Stored entries
— start —

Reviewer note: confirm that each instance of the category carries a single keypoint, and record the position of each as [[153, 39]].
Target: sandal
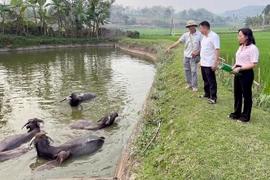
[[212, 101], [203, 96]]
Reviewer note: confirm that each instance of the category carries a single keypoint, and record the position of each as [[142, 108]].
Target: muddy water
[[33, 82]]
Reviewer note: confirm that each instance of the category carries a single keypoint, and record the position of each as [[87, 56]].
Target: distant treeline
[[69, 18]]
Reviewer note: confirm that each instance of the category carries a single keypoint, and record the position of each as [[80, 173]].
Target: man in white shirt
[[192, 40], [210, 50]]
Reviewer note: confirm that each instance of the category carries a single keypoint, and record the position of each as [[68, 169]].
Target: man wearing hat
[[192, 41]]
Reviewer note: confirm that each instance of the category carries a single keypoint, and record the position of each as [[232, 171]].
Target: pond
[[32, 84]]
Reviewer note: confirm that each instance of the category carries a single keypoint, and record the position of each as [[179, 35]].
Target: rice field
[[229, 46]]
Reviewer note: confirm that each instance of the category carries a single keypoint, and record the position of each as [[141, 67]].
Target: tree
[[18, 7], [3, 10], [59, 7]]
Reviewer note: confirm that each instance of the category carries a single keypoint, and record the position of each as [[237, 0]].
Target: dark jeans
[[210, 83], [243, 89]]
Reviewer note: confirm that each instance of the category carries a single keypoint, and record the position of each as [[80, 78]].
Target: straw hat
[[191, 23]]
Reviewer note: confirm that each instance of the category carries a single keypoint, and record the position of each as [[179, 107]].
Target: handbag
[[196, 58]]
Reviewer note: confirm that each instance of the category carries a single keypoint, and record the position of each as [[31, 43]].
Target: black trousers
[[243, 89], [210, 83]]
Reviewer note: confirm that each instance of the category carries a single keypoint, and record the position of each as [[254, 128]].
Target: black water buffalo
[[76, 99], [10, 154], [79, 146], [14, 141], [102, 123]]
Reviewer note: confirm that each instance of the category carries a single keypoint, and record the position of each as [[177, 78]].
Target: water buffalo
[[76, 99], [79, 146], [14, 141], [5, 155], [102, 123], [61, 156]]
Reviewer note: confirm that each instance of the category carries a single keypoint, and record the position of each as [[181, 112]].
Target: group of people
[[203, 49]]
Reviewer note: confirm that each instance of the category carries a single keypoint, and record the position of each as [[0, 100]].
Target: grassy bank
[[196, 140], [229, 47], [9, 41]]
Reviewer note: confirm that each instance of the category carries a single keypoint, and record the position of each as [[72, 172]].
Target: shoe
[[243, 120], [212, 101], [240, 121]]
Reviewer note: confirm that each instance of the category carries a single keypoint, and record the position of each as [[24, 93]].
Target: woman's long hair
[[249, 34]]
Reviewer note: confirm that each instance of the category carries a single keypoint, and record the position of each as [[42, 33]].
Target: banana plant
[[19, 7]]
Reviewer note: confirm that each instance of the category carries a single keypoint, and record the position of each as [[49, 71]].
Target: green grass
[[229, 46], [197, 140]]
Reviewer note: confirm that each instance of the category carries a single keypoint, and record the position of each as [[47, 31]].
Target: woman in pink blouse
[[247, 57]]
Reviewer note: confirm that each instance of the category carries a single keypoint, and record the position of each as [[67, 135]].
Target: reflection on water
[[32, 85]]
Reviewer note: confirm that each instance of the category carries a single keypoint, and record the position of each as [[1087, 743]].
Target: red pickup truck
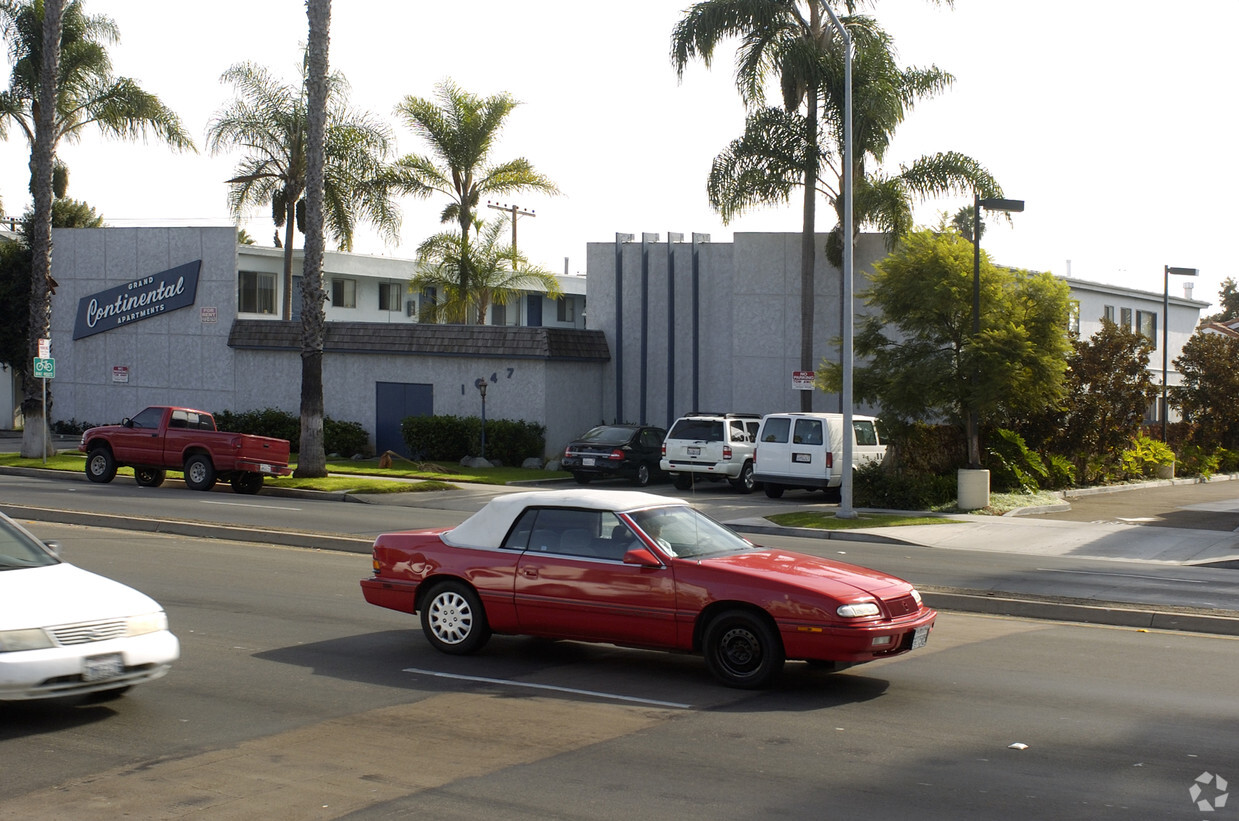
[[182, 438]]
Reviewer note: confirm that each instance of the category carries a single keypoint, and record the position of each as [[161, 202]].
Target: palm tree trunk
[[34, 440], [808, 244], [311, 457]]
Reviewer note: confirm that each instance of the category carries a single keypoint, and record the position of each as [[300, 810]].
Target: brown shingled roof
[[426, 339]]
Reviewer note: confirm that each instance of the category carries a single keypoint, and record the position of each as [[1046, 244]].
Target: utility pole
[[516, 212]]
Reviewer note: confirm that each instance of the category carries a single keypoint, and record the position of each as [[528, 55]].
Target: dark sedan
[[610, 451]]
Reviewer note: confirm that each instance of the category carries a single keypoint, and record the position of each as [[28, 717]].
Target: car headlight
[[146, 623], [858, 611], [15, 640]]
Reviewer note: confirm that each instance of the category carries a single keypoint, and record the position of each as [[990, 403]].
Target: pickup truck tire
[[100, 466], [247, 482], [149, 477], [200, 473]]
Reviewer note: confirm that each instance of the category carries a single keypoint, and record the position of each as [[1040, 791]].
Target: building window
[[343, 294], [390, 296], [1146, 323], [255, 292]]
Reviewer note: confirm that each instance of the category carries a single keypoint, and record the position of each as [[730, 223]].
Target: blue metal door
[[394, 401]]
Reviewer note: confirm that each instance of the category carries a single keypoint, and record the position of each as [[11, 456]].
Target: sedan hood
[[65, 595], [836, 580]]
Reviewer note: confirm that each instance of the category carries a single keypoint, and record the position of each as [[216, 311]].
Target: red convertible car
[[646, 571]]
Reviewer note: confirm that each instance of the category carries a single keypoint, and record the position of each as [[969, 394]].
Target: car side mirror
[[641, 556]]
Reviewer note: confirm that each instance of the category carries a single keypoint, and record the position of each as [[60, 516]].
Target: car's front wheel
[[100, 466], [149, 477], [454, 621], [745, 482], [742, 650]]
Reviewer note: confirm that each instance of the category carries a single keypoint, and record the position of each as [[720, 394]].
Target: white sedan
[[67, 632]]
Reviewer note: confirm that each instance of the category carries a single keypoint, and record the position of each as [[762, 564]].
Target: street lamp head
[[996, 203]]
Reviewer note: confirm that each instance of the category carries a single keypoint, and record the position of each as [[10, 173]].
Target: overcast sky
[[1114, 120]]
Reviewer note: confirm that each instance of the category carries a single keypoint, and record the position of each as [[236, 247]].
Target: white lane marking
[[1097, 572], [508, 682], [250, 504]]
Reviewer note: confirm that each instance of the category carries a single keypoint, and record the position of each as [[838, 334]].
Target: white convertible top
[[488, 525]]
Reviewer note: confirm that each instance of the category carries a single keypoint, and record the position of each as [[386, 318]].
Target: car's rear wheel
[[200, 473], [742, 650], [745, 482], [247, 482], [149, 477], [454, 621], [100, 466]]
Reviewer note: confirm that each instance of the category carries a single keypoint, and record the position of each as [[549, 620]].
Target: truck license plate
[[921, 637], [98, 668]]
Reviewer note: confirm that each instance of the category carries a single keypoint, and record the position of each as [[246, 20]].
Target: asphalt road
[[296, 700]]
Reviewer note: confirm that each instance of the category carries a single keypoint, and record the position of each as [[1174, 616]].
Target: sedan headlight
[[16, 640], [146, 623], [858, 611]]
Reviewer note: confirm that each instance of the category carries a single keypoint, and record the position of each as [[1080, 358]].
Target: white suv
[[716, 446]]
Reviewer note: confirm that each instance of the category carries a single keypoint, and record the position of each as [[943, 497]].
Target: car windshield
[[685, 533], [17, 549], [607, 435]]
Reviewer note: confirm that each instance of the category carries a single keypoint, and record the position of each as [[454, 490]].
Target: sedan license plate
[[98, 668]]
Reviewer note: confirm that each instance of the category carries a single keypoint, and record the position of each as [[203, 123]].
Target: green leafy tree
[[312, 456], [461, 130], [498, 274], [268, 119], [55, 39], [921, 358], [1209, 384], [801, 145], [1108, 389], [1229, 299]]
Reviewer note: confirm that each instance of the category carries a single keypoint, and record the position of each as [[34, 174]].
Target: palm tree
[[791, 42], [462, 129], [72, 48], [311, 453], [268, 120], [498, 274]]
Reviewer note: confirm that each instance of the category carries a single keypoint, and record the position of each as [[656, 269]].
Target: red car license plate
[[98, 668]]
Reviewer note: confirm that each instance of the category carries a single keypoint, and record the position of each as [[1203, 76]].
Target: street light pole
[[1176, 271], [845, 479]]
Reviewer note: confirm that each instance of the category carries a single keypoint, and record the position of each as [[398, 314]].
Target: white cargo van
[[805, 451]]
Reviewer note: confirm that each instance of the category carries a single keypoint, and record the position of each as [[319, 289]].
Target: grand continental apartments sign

— end —

• _Exercise_
Lay out only the lines from the one containing "as [[549, 620]]." through the one containing "[[16, 640], [146, 623], [858, 611]]", both included, as a Markdown table with the columns Row and Line. Number the rows in order and leave out any blank lines.

• _Output of the exercise_
| Row | Line |
|---|---|
| 1 | Reviewer note: confirm that each instance of the category carries a single keypoint, and record the position of each as [[549, 620]]. |
| 2 | Target: truck license plate |
| 3 | [[921, 637], [98, 668]] |
| 4 | Reviewer note: confirm that each instance of the category carries a single keypoint, and record the position of each as [[246, 20]]. |
| 5 | Target: asphalt road |
| 6 | [[296, 700]] |
| 7 | Reviewer note: confirm that each instance of the category carries a single keypoint, and record the position of each as [[1174, 616]]. |
| 8 | Target: sedan headlight |
| 9 | [[16, 640], [146, 623], [858, 611]] |